··· Excerpted passage

From the current edition of the Review, Comrade and Fellow Worker Eugene Debs calls upon unionists and socialists everywhere to support the Minnesota iron ore strikers and I. W. W. organizers who are now under indictment for first-degree murder:

Eugene Victor Debs, ISR, Oct 1916

Murder in the First Degree

By EUGENE V. DEBS

TRUE bills against four strikers and one woman and against Carlo Tresca and two other leaders of the striking iron workers on the Mesabe Range in Minnesota charging them with murder in the first degree, have been returned by a Steel Trust grand jury.

Not one of the accused is guilty. On the contrary, they are all absolutely innocent of the crime charged against them.

It is another case of punishing the workers for the crimes committed against them by their masters. Let us briefly review the facts in this extraordinary strike on the Mesabe Range.

First let me say that I have several times been over that territory and that as far back as twenty years ago I spent several weeks there organizing the iron workers on the range. I am therefore familiar with the conditions which are responsible for the 20,000 iron workers in and about the mines being out on strike.

These mining properties belong to the Steel Trust and in its program of union extermination the trust wiped out all the unions on the range. From that time to this a union man has been a criminal there and treated accordingly.

The Steel Trust, having their employes absolutely at their mercy, began to grind them to the marrow of their bones. Not only were wages reduced to the starvation point but they were treated in all respects more like cattle and hogs than human beings.

If they dared complain they were discharged. Spies among them kept them under suspicion of each other. Petty bosses ruled over them like despots and if they would hold their jobs they must be boot licking sycophants and slaves.

Finally these insulted, outraged peons could endure it no longer and a whirlwind of revolt swept them out of the pits and into a strike. The Steel Trust lost not a moment in attempting to break up the strike and drive them back into the pits. George P. West, field examiner of the Committee on Industrial Relations, tells the story in the report of his investigation. It is as revolting as Colorado at its worst. Every worker in America ought to read it.

The sheriff of the county, a subservient tool of the trust, at once swore in a thousand gunmen and turned them loose, “armed with carbines, revolvers and riot sticks.” It did not take long for these assassins to incite a riot and in that riot two of the strikers were killed. A deputy sheriff who broke into the home of a striker and precipitated a fight was also killed.

Arrests speedily followed and in every instance the victim was a leader of the strike or influential in its support.

Now, comes the indictment of the packed grand jury of the Steel Trust, charging them all with murder in the first degree, and there is not a shadow of doubt that the trust has them all marked for execution.

······
··· Stored data

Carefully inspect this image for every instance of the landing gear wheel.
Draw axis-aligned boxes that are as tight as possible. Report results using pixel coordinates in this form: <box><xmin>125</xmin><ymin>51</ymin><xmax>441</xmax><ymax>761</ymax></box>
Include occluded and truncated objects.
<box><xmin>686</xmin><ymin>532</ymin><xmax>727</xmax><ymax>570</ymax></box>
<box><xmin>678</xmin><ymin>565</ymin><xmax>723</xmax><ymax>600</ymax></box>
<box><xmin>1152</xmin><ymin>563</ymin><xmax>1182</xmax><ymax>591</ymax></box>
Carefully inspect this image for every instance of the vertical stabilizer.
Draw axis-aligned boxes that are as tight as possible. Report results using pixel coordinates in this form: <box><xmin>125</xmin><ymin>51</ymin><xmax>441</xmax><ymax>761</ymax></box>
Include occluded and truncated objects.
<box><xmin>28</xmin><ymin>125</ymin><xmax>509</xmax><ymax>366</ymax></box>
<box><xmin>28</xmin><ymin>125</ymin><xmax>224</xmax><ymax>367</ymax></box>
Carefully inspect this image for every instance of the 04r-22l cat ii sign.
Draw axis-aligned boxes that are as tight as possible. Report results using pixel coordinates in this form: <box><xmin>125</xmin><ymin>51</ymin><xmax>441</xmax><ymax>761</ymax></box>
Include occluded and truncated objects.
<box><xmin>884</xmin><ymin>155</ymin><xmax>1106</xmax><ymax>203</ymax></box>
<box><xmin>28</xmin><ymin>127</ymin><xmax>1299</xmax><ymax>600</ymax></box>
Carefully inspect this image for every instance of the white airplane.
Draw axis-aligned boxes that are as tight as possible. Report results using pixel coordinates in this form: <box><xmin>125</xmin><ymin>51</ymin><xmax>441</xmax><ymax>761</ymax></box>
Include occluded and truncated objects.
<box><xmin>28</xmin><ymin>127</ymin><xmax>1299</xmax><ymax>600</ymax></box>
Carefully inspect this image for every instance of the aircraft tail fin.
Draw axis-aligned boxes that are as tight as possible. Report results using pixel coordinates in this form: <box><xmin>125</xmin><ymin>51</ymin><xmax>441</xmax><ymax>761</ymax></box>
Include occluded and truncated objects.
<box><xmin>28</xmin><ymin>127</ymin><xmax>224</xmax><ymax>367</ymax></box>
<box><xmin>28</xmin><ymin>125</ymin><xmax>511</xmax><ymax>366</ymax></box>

······

§ **Exercise tasks**
**A)** For each statement, say whether it agrees with the article on the Mesabe Range strike. Answer yes or no, and quote the deciding words of the article. (i) The county sheriff swore in a thousand gunmen. (ii) Three strikers were killed in the riot. (iii) The writer once spent several months organizing the iron workers on the range.
**B)** Reproduce the listing, starting at the line that contains "Carefully inspect this image for every instance of the white" and ending at the last line of the listing, with the requests included and left unchanged. Scale every box coordinate in the answers by 1.3, rounding to whole numbers with halves rounded up, and give only those lines.

§ **The solutions**
**A)**
(i) Yes: "at once swore in a thousand gunmen"
(ii) No: "in that riot two of the strikers were killed"
(iii) No: "I spent several weeks there organizing the iron workers on the range"

**B)**
Carefully inspect this image for every instance of the white airplane.
Draw axis-aligned boxes that are as tight as possible. Report results using pixel coordinates in this form: <box><xmin>125</xmin><ymin>51</ymin><xmax>441</xmax><ymax>761</ymax></box>
Include occluded and truncated objects.
<box><xmin>36</xmin><ymin>165</ymin><xmax>1689</xmax><ymax>780</ymax></box>
Carefully inspect this image for every instance of the aircraft tail fin.
Draw axis-aligned boxes that are as tight as possible. Report results using pixel coordinates in this form: <box><xmin>125</xmin><ymin>51</ymin><xmax>441</xmax><ymax>761</ymax></box>
Include occluded and truncated objects.
<box><xmin>36</xmin><ymin>165</ymin><xmax>291</xmax><ymax>477</ymax></box>
<box><xmin>36</xmin><ymin>163</ymin><xmax>664</xmax><ymax>476</ymax></box>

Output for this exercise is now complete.